September 28, 1939: A trifecta for McKechnie, a pennant for Cincinnati
The Reds were on the brink. Twenty years removed from their only World Series championship, against the infamous Black Sox in 1919, Cincinnati was poised to become NL champions. Hosting the second-place St. Louis Cardinals in the final home game on the 1939 schedule, the Reds could clinch the pennant at Crosley Field by defeating their final championship rival. To win, however, one must score. And the Reds couldn’t score. Although Cincinnati won the first game in this series against St. Louis, the Reds had been shut out the last two outings when a win would have sealed the pennant. The day before, Cincinnati fell 4-0, pulling the Cardinals within 2½ games of the Reds with four games left for both teams. The Reds’ supporters were doing their part to get their team over the line, and this afternoon’s crowd of 17,241 added to the record-smashing 981,443 season attendance.
To seal the pennant, Reds manager Bill McKechnie sent Paul Derringer to the mound; Derringer was riding a nine-game winning streak. McKechnie had overseen the remarkable turnaround in Cincinnati’s baseball fortunes. After finishing last in 1937, the Reds achieved a first-division finish in 1938 during McKechnie’s first season in charge. McKechnie was now one win away from becoming the first manager to win pennants with three different teams. Cardinals manager Ray Blades opted for rookie left-hander Max Lanier, recently called up from Columbus. Despite his inexperience, Lanier had gone the distance in defeating Brooklyn and Chicago in his two previous outings.

### TASK REQUIREMENTS
Copy out the 1939 Reds pennant text word for word.

### DATASET SECTION
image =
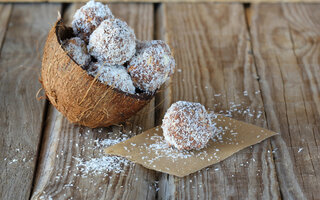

### COMPLETE ANSWER
September 28, 1939: A trifecta for McKechnie, a pennant for Cincinnati
The Reds were on the brink. Twenty years removed from their only World Series championship, against the infamous Black Sox in 1919, Cincinnati was poised to become NL champions. Hosting the second-place St. Louis Cardinals in the final home game on the 1939 schedule, the Reds could clinch the pennant at Crosley Field by defeating their final championship rival. To win, however, one must score. And the Reds couldn’t score. Although Cincinnati won the first game in this series against St. Louis, the Reds had been shut out the last two outings when a win would have sealed the pennant. The day before, Cincinnati fell 4-0, pulling the Cardinals within 2½ games of the Reds with four games left for both teams. The Reds’ supporters were doing their part to get their team over the line, and this afternoon’s crowd of 17,241 added to the record-smashing 981,443 season attendance.
To seal the pennant, Reds manager Bill McKechnie sent Paul Derringer to the mound; Derringer was riding a nine-game winning streak. McKechnie had overseen the remarkable turnaround in Cincinnati’s baseball fortunes. After finishing last in 1937, the Reds achieved a first-division finish in 1938 during McKechnie’s first season in charge. McKechnie was now one win away from becoming the first manager to win pennants with three different teams. Cardinals manager Ray Blades opted for rookie left-hander Max Lanier, recently called up from Columbus. Despite his inexperience, Lanier had gone the distance in defeating Brooklyn and Chicago in his two previous outings.